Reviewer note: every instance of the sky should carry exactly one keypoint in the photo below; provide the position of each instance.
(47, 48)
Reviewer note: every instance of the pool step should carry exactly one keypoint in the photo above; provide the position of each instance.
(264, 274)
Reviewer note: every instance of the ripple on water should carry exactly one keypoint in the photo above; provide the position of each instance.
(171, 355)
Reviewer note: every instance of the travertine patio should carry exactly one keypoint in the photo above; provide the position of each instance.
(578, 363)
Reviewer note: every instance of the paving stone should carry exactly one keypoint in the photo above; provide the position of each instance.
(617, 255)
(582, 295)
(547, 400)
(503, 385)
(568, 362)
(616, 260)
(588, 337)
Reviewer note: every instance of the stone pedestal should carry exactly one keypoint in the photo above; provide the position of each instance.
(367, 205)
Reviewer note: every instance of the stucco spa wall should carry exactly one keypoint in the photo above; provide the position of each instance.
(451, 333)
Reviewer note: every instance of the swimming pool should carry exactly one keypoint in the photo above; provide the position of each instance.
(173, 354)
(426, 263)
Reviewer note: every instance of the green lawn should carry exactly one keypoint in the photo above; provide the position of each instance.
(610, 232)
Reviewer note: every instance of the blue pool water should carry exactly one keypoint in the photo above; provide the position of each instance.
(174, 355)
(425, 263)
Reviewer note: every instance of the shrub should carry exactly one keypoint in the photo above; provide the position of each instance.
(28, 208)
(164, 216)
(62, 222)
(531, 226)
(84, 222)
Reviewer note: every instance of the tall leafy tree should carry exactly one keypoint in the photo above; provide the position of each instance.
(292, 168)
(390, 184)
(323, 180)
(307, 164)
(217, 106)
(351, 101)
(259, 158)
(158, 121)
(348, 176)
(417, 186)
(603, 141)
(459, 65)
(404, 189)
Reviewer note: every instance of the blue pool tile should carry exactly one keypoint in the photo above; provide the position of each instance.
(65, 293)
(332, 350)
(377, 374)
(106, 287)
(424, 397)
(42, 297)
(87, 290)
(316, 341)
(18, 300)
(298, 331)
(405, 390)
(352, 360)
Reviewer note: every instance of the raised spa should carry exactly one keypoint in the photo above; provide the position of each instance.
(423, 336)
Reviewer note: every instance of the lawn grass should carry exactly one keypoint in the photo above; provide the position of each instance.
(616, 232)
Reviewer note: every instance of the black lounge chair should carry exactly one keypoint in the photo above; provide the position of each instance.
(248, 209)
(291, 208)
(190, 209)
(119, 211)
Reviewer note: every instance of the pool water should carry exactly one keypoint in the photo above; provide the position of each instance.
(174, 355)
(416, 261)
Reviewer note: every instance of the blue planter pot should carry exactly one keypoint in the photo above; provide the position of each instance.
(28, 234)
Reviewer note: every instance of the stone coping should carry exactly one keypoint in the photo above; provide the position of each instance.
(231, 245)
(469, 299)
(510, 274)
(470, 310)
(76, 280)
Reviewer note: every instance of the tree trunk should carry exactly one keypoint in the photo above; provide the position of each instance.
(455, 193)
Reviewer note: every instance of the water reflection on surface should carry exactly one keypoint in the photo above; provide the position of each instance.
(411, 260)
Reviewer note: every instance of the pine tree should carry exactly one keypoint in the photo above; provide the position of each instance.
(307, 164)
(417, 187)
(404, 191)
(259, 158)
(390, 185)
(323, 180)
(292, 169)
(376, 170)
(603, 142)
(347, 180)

#####

#### [WRITTEN EXERCISE]
Please quote every one of the records above word for word, keeping each on its own line.

#### [EXPECTED OUTPUT]
Reviewer note: every instance of the sky should carry exactly one keypoint in the photo below; provide the position of each instance.
(47, 48)
Reviewer note: every instance of the pool step should carry exactly one keypoint in the photo above; provide the position of each instance.
(264, 274)
Reviewer note: every instance of the ripple on water should carry exactly one keypoint in the photo above; provide the position of each instance.
(171, 355)
Reviewer note: every instance of the travertine patio should carry exactly one keypoint in the photo above; provide the position of each instance.
(578, 363)
Reviewer note: every instance of the paving stone should carry exactly one keypoint in the photo above; provide the position of each instance.
(617, 255)
(582, 295)
(547, 400)
(503, 385)
(568, 362)
(616, 260)
(588, 337)
Reviewer note: every instance of the stone pedestal should carry exactly one keypoint in the photo above; provide the position of each instance.
(367, 205)
Reviewer note: every instance of the stucco spa wall should carry exactly one keypoint in the photo above; provide the position of each instance.
(451, 333)
Reviewer note: every instance of the swimming pool should carry exactly one keypoint in the photo above; provide the position of each instance.
(173, 354)
(426, 263)
Reviewer note: every instance of the green lawn should carry exactly one keypoint in the photo above; provide the position of each instance.
(610, 232)
Reviewer note: every instance of the blue pool water should carry exactly one keypoint in the photo above; provide the position of each instance.
(174, 355)
(425, 263)
Reviewer note: every instance of the shrub should carry exactly one keypoint in the photo above; provide the position of each instance.
(28, 208)
(164, 216)
(62, 222)
(531, 226)
(84, 222)
Reviewer note: every instance of the tall leafy tree should carry exactly one keypoint in the photo above; provide the position of each instance.
(292, 168)
(390, 184)
(323, 180)
(307, 164)
(217, 106)
(351, 101)
(259, 158)
(158, 121)
(348, 176)
(417, 186)
(603, 141)
(459, 65)
(404, 189)
Reviewer note: every instance of the blue pool tile should carry exactly one keypoint in the photo above; provide the position of each instance.
(65, 293)
(332, 350)
(377, 374)
(106, 287)
(424, 397)
(42, 297)
(87, 290)
(316, 341)
(18, 300)
(298, 331)
(405, 390)
(352, 360)
Reviewer note: every instance of the raised spa should carry exactly one keypoint in the photo above; provide the position of each instance.
(423, 336)
Reviewer note: every instance of the lawn grass should carry exactly one keypoint in the photo above; provide the position of each instance.
(616, 232)
Reviewer note: every instance of the black lounge chair should carry exactly one keypoint in the photo above; provide the position of each instance.
(248, 209)
(291, 208)
(190, 209)
(119, 211)
Reviewer note: every instance of the pool water should carry exactly one keypoint in the photo above; provide the position of each instance.
(174, 355)
(416, 261)
Reviewer note: every instance of the blue planter pot should carry exactly one keypoint in the photo above; provide the position of each instance.
(28, 234)
Reviewer note: every instance of the stone coping should carry exactly one keypoint in the photo above; provide the position of each instance.
(231, 245)
(469, 299)
(510, 274)
(470, 310)
(76, 280)
Reviewer note: every instance of the tree trunk should carry exactly one keypoint in the photo above; provide the position of each instance.
(455, 193)
Reviewer note: every instance of the water reflection on surface should carry exactly one keypoint in the photo above; provide the position of each instance.
(411, 260)
Reviewer note: every instance of the pine tree should carry exactly one keypoint in the photo above; provide the position of each instance.
(307, 164)
(417, 187)
(404, 191)
(259, 158)
(390, 185)
(323, 180)
(292, 169)
(376, 170)
(603, 142)
(347, 180)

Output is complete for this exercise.